_Short problem:_ Reproduce the entries below verbatim, from the line containing "wrapper on fruit" through the end of the entries, including both ends.

_Dataset extract:_

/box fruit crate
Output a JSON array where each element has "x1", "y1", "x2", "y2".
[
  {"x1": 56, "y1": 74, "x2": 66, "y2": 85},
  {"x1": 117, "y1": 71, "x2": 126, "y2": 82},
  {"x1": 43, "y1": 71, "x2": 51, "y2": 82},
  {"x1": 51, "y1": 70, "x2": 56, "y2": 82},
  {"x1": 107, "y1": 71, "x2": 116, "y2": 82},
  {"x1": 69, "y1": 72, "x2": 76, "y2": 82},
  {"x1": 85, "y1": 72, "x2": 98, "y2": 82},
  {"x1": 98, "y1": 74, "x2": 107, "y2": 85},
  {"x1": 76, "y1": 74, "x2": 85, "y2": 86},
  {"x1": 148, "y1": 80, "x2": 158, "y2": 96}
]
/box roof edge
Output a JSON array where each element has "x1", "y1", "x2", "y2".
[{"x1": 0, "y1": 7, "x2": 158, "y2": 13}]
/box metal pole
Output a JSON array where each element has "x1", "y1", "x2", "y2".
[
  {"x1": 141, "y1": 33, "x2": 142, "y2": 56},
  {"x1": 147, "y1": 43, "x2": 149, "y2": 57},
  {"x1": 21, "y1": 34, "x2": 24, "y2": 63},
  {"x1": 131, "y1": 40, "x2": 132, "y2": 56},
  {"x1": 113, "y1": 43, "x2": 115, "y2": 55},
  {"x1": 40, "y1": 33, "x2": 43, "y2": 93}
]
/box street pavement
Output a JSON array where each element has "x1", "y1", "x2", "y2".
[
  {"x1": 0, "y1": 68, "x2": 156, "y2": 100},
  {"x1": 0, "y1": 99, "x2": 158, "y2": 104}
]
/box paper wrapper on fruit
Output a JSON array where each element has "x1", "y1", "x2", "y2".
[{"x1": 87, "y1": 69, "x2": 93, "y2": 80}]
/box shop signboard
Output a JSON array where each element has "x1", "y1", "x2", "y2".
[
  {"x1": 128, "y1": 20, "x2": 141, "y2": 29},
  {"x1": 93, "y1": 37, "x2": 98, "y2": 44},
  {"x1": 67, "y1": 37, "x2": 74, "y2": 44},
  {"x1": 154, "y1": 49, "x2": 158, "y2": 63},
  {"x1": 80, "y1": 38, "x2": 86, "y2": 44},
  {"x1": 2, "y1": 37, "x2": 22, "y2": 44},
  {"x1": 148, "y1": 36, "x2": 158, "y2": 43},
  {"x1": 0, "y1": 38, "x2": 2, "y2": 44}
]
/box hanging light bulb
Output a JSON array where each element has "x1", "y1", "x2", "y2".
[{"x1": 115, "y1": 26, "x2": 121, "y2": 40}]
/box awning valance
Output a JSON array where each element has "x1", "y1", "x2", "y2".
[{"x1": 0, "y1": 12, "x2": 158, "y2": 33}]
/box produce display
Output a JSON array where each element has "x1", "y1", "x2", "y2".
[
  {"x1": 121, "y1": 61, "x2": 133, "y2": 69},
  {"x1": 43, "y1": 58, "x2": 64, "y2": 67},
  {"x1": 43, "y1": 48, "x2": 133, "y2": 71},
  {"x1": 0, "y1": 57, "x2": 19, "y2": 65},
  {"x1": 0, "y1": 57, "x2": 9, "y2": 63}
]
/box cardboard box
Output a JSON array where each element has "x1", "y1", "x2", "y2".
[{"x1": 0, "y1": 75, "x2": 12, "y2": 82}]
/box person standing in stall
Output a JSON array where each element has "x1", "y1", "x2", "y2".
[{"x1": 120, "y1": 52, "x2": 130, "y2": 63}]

_Correct result:_
/box paper wrapper on fruit
Output a JSON array where each element has "x1", "y1", "x2", "y2".
[{"x1": 87, "y1": 69, "x2": 93, "y2": 80}]
/box shop signboard
Output a JSON array where each element has "x1", "y1", "x2", "y2".
[
  {"x1": 128, "y1": 20, "x2": 141, "y2": 29},
  {"x1": 93, "y1": 37, "x2": 98, "y2": 44},
  {"x1": 67, "y1": 37, "x2": 74, "y2": 44},
  {"x1": 154, "y1": 49, "x2": 158, "y2": 63},
  {"x1": 80, "y1": 38, "x2": 86, "y2": 44},
  {"x1": 2, "y1": 37, "x2": 22, "y2": 44},
  {"x1": 148, "y1": 36, "x2": 158, "y2": 43},
  {"x1": 0, "y1": 38, "x2": 2, "y2": 44}
]
/box hanging light bulb
Output a JSON array where each element has "x1", "y1", "x2", "y2".
[{"x1": 115, "y1": 26, "x2": 121, "y2": 40}]
/box awning valance
Output a JSON array where each element has "x1", "y1", "x2", "y2".
[{"x1": 0, "y1": 12, "x2": 158, "y2": 33}]
/box produce display
Output a JSON array where each element has "x1", "y1", "x2", "y2".
[
  {"x1": 121, "y1": 61, "x2": 133, "y2": 69},
  {"x1": 43, "y1": 58, "x2": 64, "y2": 67},
  {"x1": 43, "y1": 48, "x2": 133, "y2": 71},
  {"x1": 0, "y1": 57, "x2": 19, "y2": 65},
  {"x1": 0, "y1": 57, "x2": 9, "y2": 63}
]
/box cardboard box
Output a JSON array where each element has "x1", "y1", "x2", "y2".
[{"x1": 0, "y1": 75, "x2": 12, "y2": 82}]
/box person standing in stall
Output a JSON array where each element has "x1", "y1", "x2", "y2".
[{"x1": 120, "y1": 52, "x2": 130, "y2": 63}]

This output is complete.